[BEGIN]
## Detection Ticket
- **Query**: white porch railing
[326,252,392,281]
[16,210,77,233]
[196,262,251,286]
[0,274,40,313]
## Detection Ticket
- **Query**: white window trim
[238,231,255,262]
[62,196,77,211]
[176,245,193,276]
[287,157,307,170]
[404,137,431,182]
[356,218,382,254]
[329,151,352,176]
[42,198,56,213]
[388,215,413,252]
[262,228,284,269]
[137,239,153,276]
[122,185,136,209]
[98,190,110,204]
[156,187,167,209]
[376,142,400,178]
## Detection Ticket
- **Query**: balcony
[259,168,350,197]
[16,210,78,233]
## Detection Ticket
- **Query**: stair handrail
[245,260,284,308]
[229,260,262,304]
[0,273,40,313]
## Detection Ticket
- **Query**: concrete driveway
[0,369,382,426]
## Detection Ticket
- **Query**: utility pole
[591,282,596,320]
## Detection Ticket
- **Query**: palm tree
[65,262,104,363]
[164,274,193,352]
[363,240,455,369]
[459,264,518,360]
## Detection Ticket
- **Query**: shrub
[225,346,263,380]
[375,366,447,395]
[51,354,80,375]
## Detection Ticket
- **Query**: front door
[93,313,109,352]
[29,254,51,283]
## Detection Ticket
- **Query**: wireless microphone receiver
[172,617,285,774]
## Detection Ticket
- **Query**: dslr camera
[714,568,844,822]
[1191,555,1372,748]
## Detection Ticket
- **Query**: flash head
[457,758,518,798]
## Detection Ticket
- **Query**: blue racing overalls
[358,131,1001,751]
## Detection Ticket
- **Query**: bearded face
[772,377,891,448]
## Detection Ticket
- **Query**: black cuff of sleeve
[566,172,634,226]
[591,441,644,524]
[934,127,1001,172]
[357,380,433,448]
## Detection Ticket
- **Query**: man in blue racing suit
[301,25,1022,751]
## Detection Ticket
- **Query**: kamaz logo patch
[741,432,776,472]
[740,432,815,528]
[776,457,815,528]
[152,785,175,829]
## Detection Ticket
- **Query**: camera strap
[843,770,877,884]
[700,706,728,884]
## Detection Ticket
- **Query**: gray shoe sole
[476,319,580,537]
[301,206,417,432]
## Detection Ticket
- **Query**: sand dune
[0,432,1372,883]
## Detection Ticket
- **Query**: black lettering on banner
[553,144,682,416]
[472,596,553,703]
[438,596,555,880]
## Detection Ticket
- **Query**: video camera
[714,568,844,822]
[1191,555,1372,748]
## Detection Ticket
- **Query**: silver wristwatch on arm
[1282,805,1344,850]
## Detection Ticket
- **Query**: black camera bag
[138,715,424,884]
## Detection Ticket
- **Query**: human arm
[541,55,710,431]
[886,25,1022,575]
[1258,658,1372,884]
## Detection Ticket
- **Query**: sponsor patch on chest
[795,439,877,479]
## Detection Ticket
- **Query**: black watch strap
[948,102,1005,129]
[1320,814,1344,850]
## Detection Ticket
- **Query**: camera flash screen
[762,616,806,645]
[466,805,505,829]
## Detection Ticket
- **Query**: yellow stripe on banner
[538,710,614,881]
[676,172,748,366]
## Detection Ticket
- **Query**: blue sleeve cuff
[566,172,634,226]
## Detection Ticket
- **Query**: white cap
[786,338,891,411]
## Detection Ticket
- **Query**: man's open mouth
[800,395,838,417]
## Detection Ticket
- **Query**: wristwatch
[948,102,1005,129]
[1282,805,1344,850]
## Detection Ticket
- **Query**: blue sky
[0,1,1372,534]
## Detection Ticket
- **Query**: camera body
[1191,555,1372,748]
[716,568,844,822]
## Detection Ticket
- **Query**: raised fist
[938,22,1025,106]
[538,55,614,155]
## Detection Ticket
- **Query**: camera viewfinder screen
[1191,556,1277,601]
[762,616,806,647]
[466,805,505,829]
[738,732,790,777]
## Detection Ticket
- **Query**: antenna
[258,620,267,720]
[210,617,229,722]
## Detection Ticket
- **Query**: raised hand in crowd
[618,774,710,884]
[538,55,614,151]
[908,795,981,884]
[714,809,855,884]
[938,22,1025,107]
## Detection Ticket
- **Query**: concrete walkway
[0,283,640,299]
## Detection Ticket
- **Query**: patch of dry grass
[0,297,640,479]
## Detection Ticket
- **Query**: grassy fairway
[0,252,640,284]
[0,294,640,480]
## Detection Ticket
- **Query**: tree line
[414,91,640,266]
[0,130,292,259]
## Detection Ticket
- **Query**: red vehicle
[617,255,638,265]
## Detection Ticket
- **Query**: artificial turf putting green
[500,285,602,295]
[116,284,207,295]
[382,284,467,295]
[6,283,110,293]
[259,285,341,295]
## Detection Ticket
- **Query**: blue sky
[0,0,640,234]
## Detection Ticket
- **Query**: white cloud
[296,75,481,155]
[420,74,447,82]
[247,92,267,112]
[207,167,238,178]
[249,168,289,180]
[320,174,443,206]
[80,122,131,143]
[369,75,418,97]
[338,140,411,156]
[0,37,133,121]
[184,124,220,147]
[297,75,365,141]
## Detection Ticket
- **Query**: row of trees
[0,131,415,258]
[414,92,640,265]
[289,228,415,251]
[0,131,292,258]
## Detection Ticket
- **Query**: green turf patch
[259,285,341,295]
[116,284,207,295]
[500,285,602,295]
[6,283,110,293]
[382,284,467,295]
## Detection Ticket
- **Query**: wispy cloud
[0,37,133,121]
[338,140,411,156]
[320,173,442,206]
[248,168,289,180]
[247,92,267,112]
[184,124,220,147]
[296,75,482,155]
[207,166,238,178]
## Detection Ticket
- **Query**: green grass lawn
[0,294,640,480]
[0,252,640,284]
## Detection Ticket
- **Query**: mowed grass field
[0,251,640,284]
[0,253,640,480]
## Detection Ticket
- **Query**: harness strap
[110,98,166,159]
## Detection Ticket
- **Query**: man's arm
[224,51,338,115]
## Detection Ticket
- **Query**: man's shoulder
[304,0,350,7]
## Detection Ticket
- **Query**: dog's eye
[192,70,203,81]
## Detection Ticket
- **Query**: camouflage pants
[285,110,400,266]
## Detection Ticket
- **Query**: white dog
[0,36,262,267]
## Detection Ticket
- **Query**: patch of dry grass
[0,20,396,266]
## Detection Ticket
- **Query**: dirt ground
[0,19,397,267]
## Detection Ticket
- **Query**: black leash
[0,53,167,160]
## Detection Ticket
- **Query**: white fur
[END]
### The exercise
Copy all of the data above line for line, with no changes.

### Complete response
## Detection Ticket
- **Query**: white porch railing
[326,252,392,281]
[16,210,77,233]
[196,262,251,286]
[0,274,40,313]
## Detection Ticket
- **Query**: white window trim
[238,231,255,262]
[62,196,77,211]
[176,245,193,276]
[287,157,307,170]
[404,137,431,182]
[356,218,382,254]
[329,151,352,176]
[42,198,56,213]
[388,215,413,252]
[262,228,284,269]
[137,239,153,276]
[122,185,136,209]
[98,190,110,204]
[156,187,167,209]
[376,142,400,178]
## Detection Ticket
- **Query**: balcony
[259,168,350,197]
[16,210,78,233]
## Detection Ticket
- **Query**: stair handrail
[245,260,284,308]
[229,260,262,304]
[0,273,40,313]
## Detection Ticket
- **Query**: concrete driveway
[0,369,382,426]
## Detection Ticket
- **Query**: utility pole
[591,282,596,320]
## Detection Ticket
- **Query**: palm tree
[65,262,104,363]
[164,274,193,352]
[363,240,455,369]
[459,264,518,360]
## Detection Ticket
- **Query**: shrub
[225,346,263,380]
[375,366,447,395]
[51,354,80,375]
## Detection Ticket
- **Query**: front door
[93,313,109,352]
[29,254,51,283]
## Detection Ticket
- **Query**: wireless microphone receiver
[172,617,285,774]
## Detection Ticket
- **Query**: dslr camera
[714,568,844,822]
[1191,555,1372,748]
## Detection Ticket
- **Query**: flash head
[457,758,518,798]
## Detection Ticket
- **Query**: blue racing overalls
[358,131,1001,751]
## Detection Ticket
- **Query**: bearded face
[772,377,891,448]
## Detection Ticket
- **Query**: black cuff of sleeve
[566,172,634,226]
[591,441,644,524]
[934,127,1001,172]
[357,380,433,448]
## Detection Ticket
- **Query**: man in blue racing suit
[301,25,1022,751]
## Detection Ticket
- **Query**: kamaz logo patch
[741,432,776,472]
[740,432,815,528]
[776,457,815,528]
[152,785,175,829]
## Detection Ticket
- **Query**: camera strap
[843,770,877,884]
[700,706,728,884]
## Detection Ticket
- **Query**: gray shoe sole
[476,319,580,537]
[301,206,417,432]
## Detection Ticket
- **Query**: sand dune
[0,432,1372,883]
## Detection Ticket
- **Query**: black lettering on banner
[553,144,682,416]
[472,596,553,703]
[438,596,555,880]
## Detection Ticket
- **Query**: video camera
[714,568,844,822]
[1191,555,1372,748]
## Detection Ticket
- **Query**: silver wristwatch on arm
[1282,805,1344,850]
## Detection Ticket
- **Query**: black camera bag
[138,715,424,884]
## Detection Ticket
- **Query**: human arm
[541,55,710,431]
[886,25,1022,575]
[1258,658,1372,884]
## Detection Ticket
- **Query**: sponsor patch on chest
[795,439,877,479]
## Detection Ticket
- **Query**: black watch strap
[948,102,1005,129]
[1320,814,1344,850]
## Detection Ticket
- **Query**: camera flash screen
[762,616,806,645]
[466,805,505,829]
## Detection Ticket
- **Query**: yellow stripe on banner
[538,710,614,881]
[676,172,748,366]
## Detection Ticket
- **Query**: blue sleeve cuff
[566,172,634,226]
## Detection Ticket
- **Query**: white cap
[786,338,891,411]
## Detection Ticket
- **Query**: man's open mouth
[800,395,838,417]
## Detection Ticket
- **Query**: wristwatch
[948,102,1005,129]
[1282,805,1344,850]
## Detection Ticket
- **Query**: blue sky
[0,1,1372,534]
## Detection Ticket
- **Query**: camera body
[1191,555,1372,748]
[716,568,844,822]
## Detection Ticket
- **Query**: raised fist
[938,22,1025,106]
[538,55,614,155]
## Detection Ticket
- **Query**: camera viewfinder screen
[1191,556,1277,601]
[762,616,806,647]
[466,805,505,829]
[738,732,790,777]
## Detection Ticket
- **Query**: antenna
[258,620,267,720]
[210,617,229,722]
## Detection Ticket
- **Query**: raised hand in crowd
[618,774,710,884]
[538,55,614,151]
[908,795,981,884]
[714,809,855,884]
[938,22,1025,107]
## Detection Ticket
- **Query**: concrete walkway
[0,283,640,299]
## Detection Ticket
- **Query**: patch of dry grass
[0,297,640,479]
## Detection Ticket
- **Query**: grassy fairway
[0,252,640,284]
[0,294,640,480]
## Detection Ticket
- **Query**: tree line
[414,91,640,266]
[0,130,292,259]
## Detection Ticket
- **Query**: red vehicle
[617,255,638,265]
## Detection Ticket
- **Query**: artificial turf putting green
[500,285,602,295]
[116,284,207,295]
[382,284,467,295]
[6,283,110,293]
[259,285,341,295]
## Detection Ticket
- **Query**: blue sky
[0,0,640,234]
## Detection Ticket
- **Query**: white cloud
[296,75,481,155]
[420,74,447,82]
[247,92,267,112]
[207,167,238,178]
[249,168,289,180]
[320,174,443,206]
[80,122,131,143]
[369,75,418,97]
[338,140,411,156]
[0,37,133,121]
[184,124,220,147]
[297,75,365,141]
## Detection Ticket
- **Query**: row of trees
[0,131,415,258]
[414,92,640,265]
[289,228,415,251]
[0,131,292,258]
## Detection Ticket
- **Query**: green turf patch
[259,285,341,295]
[116,284,207,295]
[500,285,602,295]
[6,283,110,293]
[382,284,467,295]
## Detection Ticket
- **Query**: wispy cloud
[0,37,133,121]
[338,140,411,156]
[320,173,442,206]
[248,168,289,180]
[247,92,267,112]
[184,124,220,147]
[296,75,482,155]
[207,166,238,178]
## Detection Ticket
- **Query**: green grass lawn
[0,294,640,480]
[0,252,640,284]
## Detection Ticket
- **Query**: mowed grass field
[0,251,640,284]
[0,253,640,480]
## Detection Ticket
- **Query**: harness strap
[110,98,166,159]
## Detection Ticket
- **Query**: man's arm
[224,51,338,115]
## Detection Ticket
- **Query**: man's shoulder
[304,0,350,7]
## Detection Ticket
- **Query**: dog's eye
[192,70,203,81]
## Detection Ticket
- **Query**: camouflage pants
[285,110,400,266]
## Detection Ticket
- **Query**: white dog
[0,36,262,267]
## Detection Ticket
- **Query**: patch of dry grass
[0,20,396,266]
## Detection Ticket
- **Query**: dirt ground
[0,19,397,267]
## Detection Ticket
- **Query**: black leash
[0,53,167,160]
## Detection Ticket
- **Query**: white fur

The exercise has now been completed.